Print the material below line for line, changing nothing.
╔══
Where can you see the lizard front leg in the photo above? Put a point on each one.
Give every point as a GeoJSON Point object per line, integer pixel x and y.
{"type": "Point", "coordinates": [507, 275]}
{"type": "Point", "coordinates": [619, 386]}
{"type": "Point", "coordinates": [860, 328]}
╚══
» **EXERCISE SOLUTION**:
Where can you see the lizard front leg in the photo above? Put a point on each one.
Give every point as a GeoJSON Point object per line, integer pixel x and y.
{"type": "Point", "coordinates": [507, 275]}
{"type": "Point", "coordinates": [619, 386]}
{"type": "Point", "coordinates": [860, 328]}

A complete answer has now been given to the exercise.